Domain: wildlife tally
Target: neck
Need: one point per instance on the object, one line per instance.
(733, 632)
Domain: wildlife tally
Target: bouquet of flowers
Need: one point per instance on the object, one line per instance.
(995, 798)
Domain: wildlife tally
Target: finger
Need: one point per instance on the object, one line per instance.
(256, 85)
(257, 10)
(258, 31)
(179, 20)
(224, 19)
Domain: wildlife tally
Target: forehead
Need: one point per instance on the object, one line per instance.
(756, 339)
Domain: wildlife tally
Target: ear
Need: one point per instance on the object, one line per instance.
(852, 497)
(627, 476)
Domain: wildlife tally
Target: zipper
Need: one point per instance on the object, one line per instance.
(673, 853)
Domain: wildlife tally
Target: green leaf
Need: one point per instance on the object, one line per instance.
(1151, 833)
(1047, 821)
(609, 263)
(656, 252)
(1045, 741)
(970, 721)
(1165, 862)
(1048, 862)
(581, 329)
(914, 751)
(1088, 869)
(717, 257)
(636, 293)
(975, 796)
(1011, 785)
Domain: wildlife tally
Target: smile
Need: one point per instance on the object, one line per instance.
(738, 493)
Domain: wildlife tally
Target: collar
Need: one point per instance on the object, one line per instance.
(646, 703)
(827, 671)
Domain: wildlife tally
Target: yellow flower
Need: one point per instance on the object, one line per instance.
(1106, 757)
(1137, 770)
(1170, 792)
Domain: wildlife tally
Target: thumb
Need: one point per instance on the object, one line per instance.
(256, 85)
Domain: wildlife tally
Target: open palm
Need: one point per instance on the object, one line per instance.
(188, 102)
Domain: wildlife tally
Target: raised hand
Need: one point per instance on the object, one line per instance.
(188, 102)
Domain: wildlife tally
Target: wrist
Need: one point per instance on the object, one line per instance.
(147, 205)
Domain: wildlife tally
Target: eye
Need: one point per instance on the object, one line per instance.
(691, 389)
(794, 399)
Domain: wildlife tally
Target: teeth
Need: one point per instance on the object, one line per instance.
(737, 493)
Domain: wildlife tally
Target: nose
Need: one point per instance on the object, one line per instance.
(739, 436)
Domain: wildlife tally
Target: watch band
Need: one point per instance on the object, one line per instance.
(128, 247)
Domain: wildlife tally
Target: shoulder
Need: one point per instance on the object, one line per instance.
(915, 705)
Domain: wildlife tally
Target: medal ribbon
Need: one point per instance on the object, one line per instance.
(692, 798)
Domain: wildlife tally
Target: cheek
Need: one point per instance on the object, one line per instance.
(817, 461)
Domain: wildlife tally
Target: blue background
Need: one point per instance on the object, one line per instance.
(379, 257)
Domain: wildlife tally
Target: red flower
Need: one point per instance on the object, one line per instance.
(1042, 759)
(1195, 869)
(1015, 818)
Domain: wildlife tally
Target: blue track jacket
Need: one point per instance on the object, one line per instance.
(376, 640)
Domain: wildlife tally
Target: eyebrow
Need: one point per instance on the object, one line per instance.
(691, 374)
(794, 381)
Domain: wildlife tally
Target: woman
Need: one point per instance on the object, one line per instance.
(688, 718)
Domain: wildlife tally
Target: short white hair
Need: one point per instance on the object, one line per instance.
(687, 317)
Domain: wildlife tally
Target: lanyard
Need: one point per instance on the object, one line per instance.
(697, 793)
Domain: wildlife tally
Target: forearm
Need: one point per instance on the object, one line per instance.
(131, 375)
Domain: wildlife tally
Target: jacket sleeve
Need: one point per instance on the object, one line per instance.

## YOUR INSTRUCTIONS
Pull out every row above word for word, keeping each line unchanged and in its original order.

## OUTPUT
Domain: wildlife tally
Target: neck
Need: one point per instance on the object, one line per instance.
(733, 632)
Domain: wildlife tally
Target: bouquet of flowers
Need: one point per instance on the object, one line per instance.
(995, 798)
Domain: wildlife tally
Target: finger
Need: one point per instance on the object, one line per instance.
(256, 85)
(257, 10)
(258, 31)
(179, 20)
(224, 19)
Domain: wildlife tally
Target: forehead
Need: one point per instance on the object, one line per instance.
(756, 339)
Domain: wildlife tally
Target: ear
Need: one point per instance on the object, one line per instance.
(852, 497)
(627, 476)
Domain: wildlife tally
Target: zipper
Need: one point per instance on the object, one line per instance.
(673, 853)
Domain: wildlife tally
Target: green leaf
Need: one point per instance on the object, one line per instance.
(1151, 833)
(1047, 821)
(609, 263)
(656, 252)
(1045, 741)
(970, 721)
(1165, 862)
(1048, 862)
(581, 329)
(914, 751)
(1088, 869)
(717, 257)
(636, 293)
(975, 796)
(1011, 785)
Domain: wildlife tally
Target: smile
Need: one point per instance on the object, one line per instance.
(738, 493)
Domain: wildlife tally
Target: collar
Need: one point per instance on the object, one line per instance.
(646, 703)
(827, 671)
Domain: wildlife tally
Target: yellow flower
Need: one point per instance on the object, one line per instance.
(1106, 757)
(1137, 770)
(1170, 792)
Domain: wildlife tally
Target: thumb
Need: one point per instance on the object, one line per instance.
(256, 85)
Domain: wildlife tally
Target: open palm
Need: one point per instance on the object, one line per instance.
(188, 102)
Domain: wildlife tally
Target: raised hand
Need: one point per instance on the object, one line per instance.
(188, 102)
Domain: wildlife tally
Target: wrist
Need: one point per instance on the object, one line per instance.
(147, 205)
Domain: wildlife tally
Target: eye
Need: one point per instance on the object, one line per instance.
(691, 389)
(794, 399)
Domain: wildlife tally
Target: teeth
Need: one point per instance on the object, one line per instance.
(737, 493)
Domain: wildlife tally
Target: nose
Need: one point per instance on the object, one line per instance.
(739, 436)
Domain: wildlife tally
Target: watch band
Need: one point per instance on the object, one line per instance.
(128, 247)
Domain: wildlife tally
Target: shoulder
Need: one point per instance on the object, one line per instance.
(915, 705)
Domain: wildlife tally
Target: medal ribbon
Need: one point per instance on the object, one line per instance.
(692, 798)
Domain: wildlife tally
Target: cheek
Need: one point per instance on the object, one line per instance.
(817, 461)
Domain: wildlife tally
Target: blue background
Need: one point per instance on the object, one line per instance.
(379, 257)
Domain: wildlife tally
Target: red flower
Need: one point per instance on the object, one line per instance.
(1042, 759)
(1195, 869)
(1015, 818)
Domain: wildlife tally
Target: blue track jacket
Need: one point per instance on the object, one line per instance.
(376, 640)
Domain: wildlife tally
Target: eyebrow
Need: one point per instance on the object, one line per instance.
(691, 374)
(794, 381)
Domain: wildlife tally
Target: woman
Need: one point per instance on the object, one line per instance.
(688, 718)
Domain: wildlife tally
Target: short white hair
Need: one point per instance on the object, one line per instance.
(687, 317)
Domain: wildlife tally
Target: lanyard
Need: one point per instance on the object, one line per instance.
(697, 793)
Domain: wildlife tally
Target: forearm
Need: one point per instance on the object, one line per instance.
(131, 375)
Domain: wildlife tally
Target: jacket sleeve
Need: one point per instance on the object, one line per instance.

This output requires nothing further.